● **Complete the following**
• 1. In the post on subtypes and status-dependent data, what keeps a constant column holding the same value in every row?
• 2. List every state that an uploaded image can be in, according to the post on subtypes and status-dependent data.
• 3. Write the next part of the post on subtypes and status-dependent data, starting right after its final sentence.

Subtypes and status-dependent data: pure relational approach
In this post I’ll show how to use constant columns to solve a common problem of encoding status-dependent information (or subtypes, more generally).
Constant columns always contain the same hardcoded value in each row of the entire table, enforced by a check constraint. This is a genuinely interesting approach that I think is not common knowledge.
Every time I post some new content that talks about table schemas I get a handful of scathing remarks from people who suggest that I haven’t read enough of works by certain obscure authors that I supposedly never heard of, most commonly Codd and/or Date. It’s not always clear how my thinking is supposed to change, if I were to engage in that type of activity, but I am very much interested in how other people’s thinking changes as the result of reading theory, so I always try to understand the presented opinion, however unflattering and often opaque.
This time I received a genuinely interesting insight about encoding subtypes in a way compliant with the Make Invalid States Unrepresentable principle. “Subtype” is a bit abstract: specifically, we’ll apply it to modeling statuses and some data that is only valid for a specific status.
Problem statement
Consider the following problem: we need to build a system that lets customers upload image files, and processes those files, detecting various animals pictured in those images. An uploaded image could be in three possible states:
pending;
invalid: in this state we need to record an error message, such as “unrecognized format”;
completed: in this state we need to record a list of animals detected in the image;
We want to design a solution that removes the possibility of incorrect (contradictory) data. We are interested in purity, so let’s make the schema NULL-free. We’ll use classic relational constraints such as CHECK and foreign keys.

● **Information given**
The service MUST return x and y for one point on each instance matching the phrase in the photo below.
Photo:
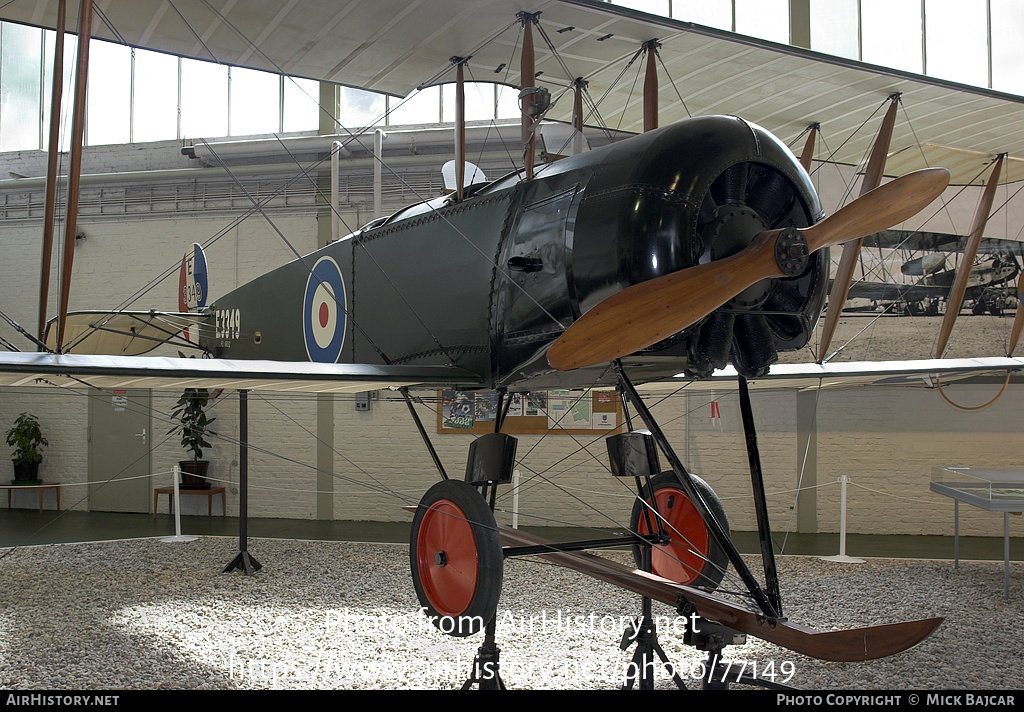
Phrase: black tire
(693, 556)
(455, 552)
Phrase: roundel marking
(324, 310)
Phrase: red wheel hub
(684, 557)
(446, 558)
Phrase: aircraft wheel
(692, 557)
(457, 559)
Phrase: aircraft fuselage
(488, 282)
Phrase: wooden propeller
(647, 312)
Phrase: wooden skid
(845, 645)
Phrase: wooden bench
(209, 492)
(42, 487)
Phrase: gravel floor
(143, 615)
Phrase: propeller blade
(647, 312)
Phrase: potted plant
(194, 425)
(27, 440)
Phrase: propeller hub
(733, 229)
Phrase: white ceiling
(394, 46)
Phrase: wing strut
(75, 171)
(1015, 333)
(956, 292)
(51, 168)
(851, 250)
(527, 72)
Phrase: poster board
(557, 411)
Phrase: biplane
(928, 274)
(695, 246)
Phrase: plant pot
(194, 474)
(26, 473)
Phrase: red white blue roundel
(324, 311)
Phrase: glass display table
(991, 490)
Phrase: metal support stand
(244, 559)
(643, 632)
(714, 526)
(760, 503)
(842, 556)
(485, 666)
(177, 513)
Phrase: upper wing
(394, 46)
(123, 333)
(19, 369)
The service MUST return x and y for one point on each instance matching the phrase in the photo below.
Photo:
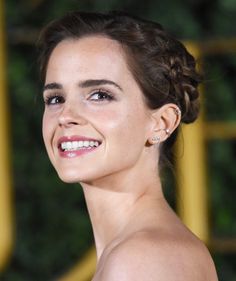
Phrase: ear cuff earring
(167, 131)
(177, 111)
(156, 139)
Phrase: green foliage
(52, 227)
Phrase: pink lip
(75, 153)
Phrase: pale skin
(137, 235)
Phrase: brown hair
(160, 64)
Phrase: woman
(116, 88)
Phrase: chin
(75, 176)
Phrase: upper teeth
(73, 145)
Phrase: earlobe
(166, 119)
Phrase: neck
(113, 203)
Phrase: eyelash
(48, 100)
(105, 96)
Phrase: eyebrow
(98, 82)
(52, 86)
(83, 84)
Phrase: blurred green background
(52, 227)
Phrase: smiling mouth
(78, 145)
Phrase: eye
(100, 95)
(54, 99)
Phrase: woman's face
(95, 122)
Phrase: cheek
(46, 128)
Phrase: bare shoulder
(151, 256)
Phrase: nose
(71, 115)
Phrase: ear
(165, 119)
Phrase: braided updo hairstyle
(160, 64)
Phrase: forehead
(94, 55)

==

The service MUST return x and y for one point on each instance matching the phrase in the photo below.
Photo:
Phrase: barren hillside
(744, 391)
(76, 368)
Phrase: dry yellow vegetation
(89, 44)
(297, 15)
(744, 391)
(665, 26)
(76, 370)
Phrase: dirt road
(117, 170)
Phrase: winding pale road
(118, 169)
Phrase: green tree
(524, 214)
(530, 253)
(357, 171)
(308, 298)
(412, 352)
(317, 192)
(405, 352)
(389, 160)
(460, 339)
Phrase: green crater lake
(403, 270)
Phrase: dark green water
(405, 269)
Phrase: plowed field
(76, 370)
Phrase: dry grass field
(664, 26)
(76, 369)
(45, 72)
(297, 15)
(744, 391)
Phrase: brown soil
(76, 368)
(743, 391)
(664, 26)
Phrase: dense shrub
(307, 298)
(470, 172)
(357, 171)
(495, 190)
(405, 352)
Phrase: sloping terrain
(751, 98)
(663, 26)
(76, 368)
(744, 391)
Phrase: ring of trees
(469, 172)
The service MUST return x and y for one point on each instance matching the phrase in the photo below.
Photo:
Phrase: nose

---

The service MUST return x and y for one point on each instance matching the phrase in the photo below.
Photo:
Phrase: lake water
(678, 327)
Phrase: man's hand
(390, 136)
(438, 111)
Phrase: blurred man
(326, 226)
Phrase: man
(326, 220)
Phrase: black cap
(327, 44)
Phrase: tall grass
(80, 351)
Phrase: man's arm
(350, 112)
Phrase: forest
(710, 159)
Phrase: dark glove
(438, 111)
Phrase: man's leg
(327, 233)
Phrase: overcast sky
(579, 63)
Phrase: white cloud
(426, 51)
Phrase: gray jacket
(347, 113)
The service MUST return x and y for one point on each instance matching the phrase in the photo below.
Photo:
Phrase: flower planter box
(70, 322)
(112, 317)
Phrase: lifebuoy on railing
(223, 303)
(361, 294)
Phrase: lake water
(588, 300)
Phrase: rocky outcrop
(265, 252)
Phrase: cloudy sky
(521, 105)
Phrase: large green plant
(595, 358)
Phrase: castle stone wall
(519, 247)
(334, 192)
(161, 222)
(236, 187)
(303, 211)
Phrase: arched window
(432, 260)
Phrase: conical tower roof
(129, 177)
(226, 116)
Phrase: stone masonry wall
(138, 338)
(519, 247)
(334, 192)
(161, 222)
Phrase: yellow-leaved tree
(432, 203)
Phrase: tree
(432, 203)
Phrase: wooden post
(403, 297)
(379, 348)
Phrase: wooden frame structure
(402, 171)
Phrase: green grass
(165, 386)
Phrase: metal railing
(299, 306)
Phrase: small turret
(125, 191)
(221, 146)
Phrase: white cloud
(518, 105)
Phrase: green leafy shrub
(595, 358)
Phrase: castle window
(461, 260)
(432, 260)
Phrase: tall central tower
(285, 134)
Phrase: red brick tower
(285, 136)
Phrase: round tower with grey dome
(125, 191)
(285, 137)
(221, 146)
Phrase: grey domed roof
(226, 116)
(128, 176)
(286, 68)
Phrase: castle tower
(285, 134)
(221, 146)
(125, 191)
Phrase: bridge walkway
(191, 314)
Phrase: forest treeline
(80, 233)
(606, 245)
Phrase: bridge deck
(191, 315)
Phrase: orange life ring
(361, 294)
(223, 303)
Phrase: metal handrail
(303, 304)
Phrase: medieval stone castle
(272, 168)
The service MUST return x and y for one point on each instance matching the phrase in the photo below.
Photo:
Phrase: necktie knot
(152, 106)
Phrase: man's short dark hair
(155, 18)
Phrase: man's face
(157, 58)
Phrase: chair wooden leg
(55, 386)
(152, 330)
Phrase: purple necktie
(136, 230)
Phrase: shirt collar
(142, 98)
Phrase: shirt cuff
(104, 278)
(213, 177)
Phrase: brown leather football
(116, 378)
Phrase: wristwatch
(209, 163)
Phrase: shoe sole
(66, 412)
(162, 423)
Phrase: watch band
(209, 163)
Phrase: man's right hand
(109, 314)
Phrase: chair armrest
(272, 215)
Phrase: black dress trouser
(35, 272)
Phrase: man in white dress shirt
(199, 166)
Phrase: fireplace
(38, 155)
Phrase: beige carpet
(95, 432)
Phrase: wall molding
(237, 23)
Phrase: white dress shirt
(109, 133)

● **Answer list**
• 1. A check constraint.

• 2. pending, invalid, completed

• 3.
Solution via constant columns
To maximize the “TL;DR” factor, let’s jump straight to the solution. We need three tables:
main table that contains images;
second table that contains errors for invalid images;
third table that stores the list of detected animals;
(Here is the playground link with the schema and some queries: https://dbfiddle.uk/h7gRpBbI).
CREATE TABLE images (
id INTEGER NOT NULL,
status VARCHAR(16) NOT NULL,
image VARCHAR(4096) NOT NULL,
CHECK (status IN ('pending', 'invalid', 'completed')),
PRIMARY KEY (id),
UNIQUE KEY (id, status)
);
CREATE TABLE invalid_images (
id INTEGER NOT NULL,
status VARCHAR(16) NOT NULL DEFAULT 'invalid',
error_message VARCHAR(128) NOT NULL,
CHECK (status = 'invalid'),
PRIMARY KEY (id, status),
FOREIGN KEY (id, status) REFERENCES images (id, status)
);
CREATE TABLE detected_animals (
image_id INTEGER NOT NULL,
status VARCHAR(16) NOT NULL DEFAULT 'completed',
ndx INTEGER NOT NULL,
latin_name VARCHAR(64),
CHECK(status = 'completed'),
PRIMARY KEY (image_id, status, ndx),
FOREIGN KEY (image_id, status) REFERENCES images (id, status)
);
Annotated schema: images
Here is the annotated guide to this schema. It is written in an old-school way with the goal to make it maximally illustrative.
In the images table we have a synthetic integer “id” column. In a real database we would use an auto-incremented value.
The status column contains one of three string values: ‘pending’, ‘invalid’ and ‘completed’, enforced by a CHECK constraint. In a real database we would use a sort of enum or small integer, to save space.
We store the “image” as a string here, imagine that it’s base64-encoded or something, it doesn’t matter. In a real database we’d use some BLOB type, or store the image file in S3, or whatever.
We have “id” as a primary key, but we also create a unique constraint on two columns: (id, status), even though “id” is already unique. We need it because we need to establish some foreign key constraints.
Annotated schema: invalid_images
Now for the “invalid_images” table. The interesting part starts here. This table needs to contain only records about invalid images.
We have the normal “id” column that is the same as “images.id”.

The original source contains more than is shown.